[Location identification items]

··········

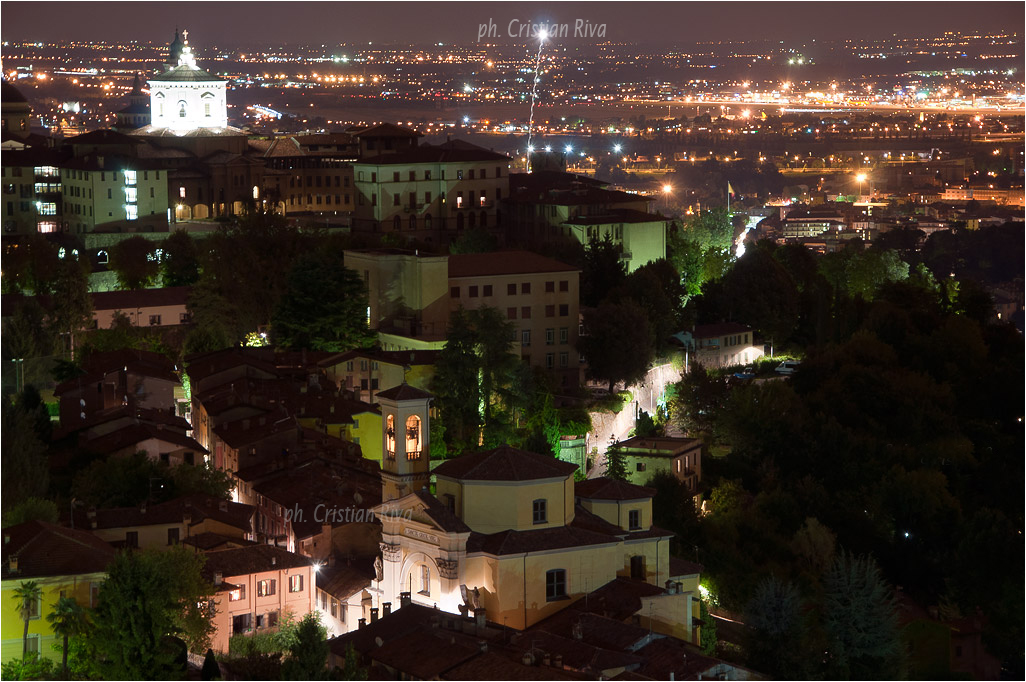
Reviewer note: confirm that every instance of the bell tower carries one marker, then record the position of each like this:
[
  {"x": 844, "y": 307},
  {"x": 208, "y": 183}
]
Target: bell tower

··········

_Exercise task_
Pick out every line in the material that contains the word "tower". Copy each such line in full.

_Response below_
Reviewer note: confirm that every instance of the bell tower carries one marker, then record the position of each like this:
Target: bell tower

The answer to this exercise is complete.